Text passage:

I swear someday I am going to put together a humorous coffee table book with a chapter or 2 of stories like this, a chapter of real pictures submitted by "professionals" in the field, another with actual responses to advertisements searching for employees/vendors, excusses used, corrospondence from cubical monkeys. . . it's going to be a thick book


----------



## madxtreme01

Wannabe said:


> Guys and gals.... Purchase WC on yourself and be done with it. Don't tell me you can't...it's because you don't want to spend a few of your big earnings to protect yourself in case you get hurt on the job.
> 
> As I've stated many times....if you don't carry WC on yourself I would never sub you any work either. Tomorrow I have 1 3-man demo crew, 2 plumber assistants and a 1 man electrician shop working on my job site and they know "no WC, no CGL means no work"



In some states, specifically the one where I live, an owner is not eligible to collect on a workers comp policy deeming it useless, so unless you have employees, there is no point in wasting the money to have this coverage just to satisfy a nationals requirement.

Extracted material:
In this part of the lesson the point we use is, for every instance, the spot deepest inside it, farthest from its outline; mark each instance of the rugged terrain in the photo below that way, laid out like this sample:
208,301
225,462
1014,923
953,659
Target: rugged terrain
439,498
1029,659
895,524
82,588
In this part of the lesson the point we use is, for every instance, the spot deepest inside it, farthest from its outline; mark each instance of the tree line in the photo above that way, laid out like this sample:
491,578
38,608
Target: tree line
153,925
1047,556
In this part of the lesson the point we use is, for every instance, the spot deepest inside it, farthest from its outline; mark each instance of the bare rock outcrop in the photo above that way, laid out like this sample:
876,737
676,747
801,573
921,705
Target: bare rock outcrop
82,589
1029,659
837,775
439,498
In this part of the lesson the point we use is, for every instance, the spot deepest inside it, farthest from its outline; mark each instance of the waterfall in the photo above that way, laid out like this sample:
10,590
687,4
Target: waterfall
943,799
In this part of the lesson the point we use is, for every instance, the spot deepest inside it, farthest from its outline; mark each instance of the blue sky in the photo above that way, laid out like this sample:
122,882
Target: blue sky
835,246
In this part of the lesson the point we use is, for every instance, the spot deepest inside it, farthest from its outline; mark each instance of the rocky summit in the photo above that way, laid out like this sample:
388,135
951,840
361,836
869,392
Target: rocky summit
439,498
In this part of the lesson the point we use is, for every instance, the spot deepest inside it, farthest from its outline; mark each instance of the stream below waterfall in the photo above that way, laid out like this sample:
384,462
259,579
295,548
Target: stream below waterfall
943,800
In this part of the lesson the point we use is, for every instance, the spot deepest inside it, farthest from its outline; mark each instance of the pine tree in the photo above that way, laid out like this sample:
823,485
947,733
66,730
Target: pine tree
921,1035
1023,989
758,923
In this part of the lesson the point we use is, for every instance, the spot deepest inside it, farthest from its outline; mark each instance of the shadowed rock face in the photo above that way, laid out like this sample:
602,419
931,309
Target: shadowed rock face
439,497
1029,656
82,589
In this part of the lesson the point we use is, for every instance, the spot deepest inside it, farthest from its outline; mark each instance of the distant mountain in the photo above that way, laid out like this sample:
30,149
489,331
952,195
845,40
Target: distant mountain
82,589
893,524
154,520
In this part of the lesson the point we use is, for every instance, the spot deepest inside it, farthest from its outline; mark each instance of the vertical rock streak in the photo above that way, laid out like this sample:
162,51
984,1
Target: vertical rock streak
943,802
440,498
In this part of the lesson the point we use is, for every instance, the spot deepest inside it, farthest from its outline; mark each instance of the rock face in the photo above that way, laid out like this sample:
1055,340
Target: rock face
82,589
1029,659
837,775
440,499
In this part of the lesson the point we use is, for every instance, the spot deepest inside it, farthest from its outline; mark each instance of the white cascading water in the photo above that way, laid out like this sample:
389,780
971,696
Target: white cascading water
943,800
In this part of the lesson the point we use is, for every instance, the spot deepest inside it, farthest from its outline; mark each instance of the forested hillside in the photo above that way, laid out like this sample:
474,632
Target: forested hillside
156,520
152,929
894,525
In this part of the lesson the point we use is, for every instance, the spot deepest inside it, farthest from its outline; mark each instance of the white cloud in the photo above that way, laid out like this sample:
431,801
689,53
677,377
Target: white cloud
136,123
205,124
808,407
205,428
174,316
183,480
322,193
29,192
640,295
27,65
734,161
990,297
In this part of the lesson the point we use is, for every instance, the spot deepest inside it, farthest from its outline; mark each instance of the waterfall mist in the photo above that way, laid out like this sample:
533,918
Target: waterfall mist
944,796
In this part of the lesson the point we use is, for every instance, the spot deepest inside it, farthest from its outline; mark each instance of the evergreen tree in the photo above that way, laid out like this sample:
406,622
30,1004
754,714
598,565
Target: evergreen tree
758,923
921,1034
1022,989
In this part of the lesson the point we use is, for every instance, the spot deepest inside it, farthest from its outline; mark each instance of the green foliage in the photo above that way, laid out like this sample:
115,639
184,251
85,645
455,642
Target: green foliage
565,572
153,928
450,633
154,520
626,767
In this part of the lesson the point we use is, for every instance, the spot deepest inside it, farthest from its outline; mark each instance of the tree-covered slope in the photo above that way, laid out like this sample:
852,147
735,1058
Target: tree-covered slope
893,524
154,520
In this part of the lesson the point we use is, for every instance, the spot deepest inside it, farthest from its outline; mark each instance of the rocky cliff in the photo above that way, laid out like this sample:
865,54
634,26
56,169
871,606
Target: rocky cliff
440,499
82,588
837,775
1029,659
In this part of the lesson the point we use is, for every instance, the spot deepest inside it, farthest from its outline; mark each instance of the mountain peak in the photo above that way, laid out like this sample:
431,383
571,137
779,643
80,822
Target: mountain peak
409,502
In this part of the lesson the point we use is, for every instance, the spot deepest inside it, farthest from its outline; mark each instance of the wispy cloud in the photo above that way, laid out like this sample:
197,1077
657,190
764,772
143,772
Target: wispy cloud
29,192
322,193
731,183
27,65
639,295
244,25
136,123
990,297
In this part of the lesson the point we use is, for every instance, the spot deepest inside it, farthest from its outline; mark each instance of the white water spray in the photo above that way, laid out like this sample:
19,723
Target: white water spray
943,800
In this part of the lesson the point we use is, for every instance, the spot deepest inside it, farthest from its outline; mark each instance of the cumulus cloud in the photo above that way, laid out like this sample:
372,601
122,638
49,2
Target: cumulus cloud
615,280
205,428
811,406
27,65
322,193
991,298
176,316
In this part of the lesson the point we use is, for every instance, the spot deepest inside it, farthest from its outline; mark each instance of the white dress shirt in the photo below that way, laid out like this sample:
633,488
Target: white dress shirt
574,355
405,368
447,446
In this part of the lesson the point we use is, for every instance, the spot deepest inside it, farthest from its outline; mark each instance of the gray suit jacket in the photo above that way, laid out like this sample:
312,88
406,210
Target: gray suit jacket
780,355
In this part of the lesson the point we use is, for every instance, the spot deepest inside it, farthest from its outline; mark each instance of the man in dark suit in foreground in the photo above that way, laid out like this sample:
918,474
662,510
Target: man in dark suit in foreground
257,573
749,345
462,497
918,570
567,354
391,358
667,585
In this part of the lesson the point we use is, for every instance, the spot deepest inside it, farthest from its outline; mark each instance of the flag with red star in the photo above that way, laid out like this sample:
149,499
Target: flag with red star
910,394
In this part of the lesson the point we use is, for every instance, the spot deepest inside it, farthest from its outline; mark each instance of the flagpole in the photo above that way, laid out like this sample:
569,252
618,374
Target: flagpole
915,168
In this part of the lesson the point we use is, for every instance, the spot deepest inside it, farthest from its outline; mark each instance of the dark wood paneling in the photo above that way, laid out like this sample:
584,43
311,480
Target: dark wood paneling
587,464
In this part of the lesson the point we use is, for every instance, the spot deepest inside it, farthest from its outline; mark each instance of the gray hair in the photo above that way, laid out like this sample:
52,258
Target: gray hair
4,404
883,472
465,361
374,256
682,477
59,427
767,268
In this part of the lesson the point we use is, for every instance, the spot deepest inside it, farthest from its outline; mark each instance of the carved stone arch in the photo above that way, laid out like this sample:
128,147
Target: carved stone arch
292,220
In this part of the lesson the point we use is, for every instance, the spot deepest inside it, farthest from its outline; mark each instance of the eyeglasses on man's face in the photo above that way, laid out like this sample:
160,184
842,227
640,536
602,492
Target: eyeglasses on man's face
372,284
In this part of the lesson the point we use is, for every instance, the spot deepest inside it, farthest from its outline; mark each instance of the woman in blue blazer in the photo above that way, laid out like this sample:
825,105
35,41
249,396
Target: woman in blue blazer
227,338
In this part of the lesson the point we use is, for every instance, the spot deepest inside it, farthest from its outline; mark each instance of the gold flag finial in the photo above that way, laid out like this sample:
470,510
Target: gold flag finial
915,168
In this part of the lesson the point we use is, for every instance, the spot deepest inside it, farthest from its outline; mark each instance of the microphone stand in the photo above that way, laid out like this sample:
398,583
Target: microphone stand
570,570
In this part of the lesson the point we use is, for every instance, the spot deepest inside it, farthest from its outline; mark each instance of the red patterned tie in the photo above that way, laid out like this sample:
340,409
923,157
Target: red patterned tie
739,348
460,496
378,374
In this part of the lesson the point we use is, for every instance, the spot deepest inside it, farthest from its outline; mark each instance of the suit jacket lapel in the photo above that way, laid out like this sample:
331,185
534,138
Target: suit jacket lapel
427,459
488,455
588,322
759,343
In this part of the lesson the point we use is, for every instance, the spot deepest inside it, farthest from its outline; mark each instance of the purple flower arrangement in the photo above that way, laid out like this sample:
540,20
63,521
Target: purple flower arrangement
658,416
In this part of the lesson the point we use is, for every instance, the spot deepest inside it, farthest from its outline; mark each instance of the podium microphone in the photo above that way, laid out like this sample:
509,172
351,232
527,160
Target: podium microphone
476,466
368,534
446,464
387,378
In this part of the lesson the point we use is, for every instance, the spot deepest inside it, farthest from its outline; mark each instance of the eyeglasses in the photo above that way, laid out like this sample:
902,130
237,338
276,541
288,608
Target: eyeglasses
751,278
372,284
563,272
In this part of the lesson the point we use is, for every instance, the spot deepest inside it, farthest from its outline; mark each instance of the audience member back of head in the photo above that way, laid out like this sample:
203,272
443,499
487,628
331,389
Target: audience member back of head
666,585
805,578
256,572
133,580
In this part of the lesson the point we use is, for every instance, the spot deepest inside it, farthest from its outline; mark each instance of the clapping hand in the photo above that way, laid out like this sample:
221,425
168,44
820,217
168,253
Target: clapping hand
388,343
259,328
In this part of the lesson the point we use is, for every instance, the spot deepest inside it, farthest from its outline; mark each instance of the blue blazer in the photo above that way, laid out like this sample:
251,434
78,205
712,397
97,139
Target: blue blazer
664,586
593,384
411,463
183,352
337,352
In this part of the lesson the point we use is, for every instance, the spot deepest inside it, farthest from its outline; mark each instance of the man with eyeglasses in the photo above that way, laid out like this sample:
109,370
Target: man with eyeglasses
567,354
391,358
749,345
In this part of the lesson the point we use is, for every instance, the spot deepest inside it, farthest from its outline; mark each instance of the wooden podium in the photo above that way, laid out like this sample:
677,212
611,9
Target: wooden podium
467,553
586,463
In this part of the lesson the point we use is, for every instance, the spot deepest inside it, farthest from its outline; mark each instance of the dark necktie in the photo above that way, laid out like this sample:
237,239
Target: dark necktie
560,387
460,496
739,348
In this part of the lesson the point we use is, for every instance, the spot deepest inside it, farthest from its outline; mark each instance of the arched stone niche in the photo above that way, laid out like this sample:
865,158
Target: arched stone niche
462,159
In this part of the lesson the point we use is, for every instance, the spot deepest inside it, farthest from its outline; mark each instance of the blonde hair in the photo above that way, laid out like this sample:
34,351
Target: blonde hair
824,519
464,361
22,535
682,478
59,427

Problem set:
1. Answer these questions about the forum thread:
(a) What kind of book does the first post's writer plan to put together?
(b) How many plumber assistants does Wannabe say will be working on the job site tomorrow?
(c) According to the last paragraph, who is not eligible to collect on a workers comp policy in some states?
2. Reproduce the forum thread between "## madxtreme01" and "a nationals requirement.", inclusive.

Expected responses:
1.
(a) A humorous coffee table book.
(b) Two.
(c) An owner.

2.
## madxtreme01

Wannabe said:


> Guys and gals.... Purchase WC on yourself and be done with it. Don't tell me you can't...it's because you don't want to spend a few of your big earnings to protect yourself in case you get hurt on the job.
> 
> As I've stated many times....if you don't carry WC on yourself I would never sub you any work either. Tomorrow I have 1 3-man demo crew, 2 plumber assistants and a 1 man electrician shop working on my job site and they know "no WC, no CGL means no work"



In some states, specifically the one where I live, an owner is not eligible to collect on a workers comp policy deeming it useless, so unless you have employees, there is no point in wasting the money to have this coverage just to satisfy a nationals requirement.